(Task goal)
Print, exactly as written, every line from the first line of the records below through the line containing "Mark the region", and nothing further.

"""

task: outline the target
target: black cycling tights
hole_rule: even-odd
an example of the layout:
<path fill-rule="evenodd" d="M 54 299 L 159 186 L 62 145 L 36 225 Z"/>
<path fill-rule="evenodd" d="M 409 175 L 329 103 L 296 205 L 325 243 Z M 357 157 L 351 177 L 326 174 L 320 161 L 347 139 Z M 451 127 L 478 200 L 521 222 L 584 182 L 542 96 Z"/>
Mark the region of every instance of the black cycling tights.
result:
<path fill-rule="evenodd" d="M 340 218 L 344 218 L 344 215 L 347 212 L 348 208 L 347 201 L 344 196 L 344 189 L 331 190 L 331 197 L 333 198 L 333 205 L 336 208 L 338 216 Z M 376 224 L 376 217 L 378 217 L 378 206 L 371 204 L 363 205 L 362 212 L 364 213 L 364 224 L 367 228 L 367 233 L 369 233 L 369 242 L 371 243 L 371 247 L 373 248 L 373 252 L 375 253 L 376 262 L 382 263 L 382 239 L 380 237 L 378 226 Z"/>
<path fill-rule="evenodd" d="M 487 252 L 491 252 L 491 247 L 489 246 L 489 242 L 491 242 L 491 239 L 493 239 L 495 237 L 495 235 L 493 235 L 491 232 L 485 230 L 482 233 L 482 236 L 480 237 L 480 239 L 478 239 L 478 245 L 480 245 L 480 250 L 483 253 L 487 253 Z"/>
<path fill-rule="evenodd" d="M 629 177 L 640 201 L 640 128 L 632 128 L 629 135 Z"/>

"""

(Your response)
task: outline the target
target: black cycling tights
hole_rule: even-odd
an example of the layout:
<path fill-rule="evenodd" d="M 54 299 L 159 186 L 62 145 L 36 225 Z"/>
<path fill-rule="evenodd" d="M 409 175 L 329 103 L 296 205 L 325 243 Z M 357 157 L 351 177 L 326 174 L 320 161 L 347 139 Z M 451 127 L 478 200 L 521 222 L 584 182 L 542 96 Z"/>
Mark the region of every instance of the black cycling tights.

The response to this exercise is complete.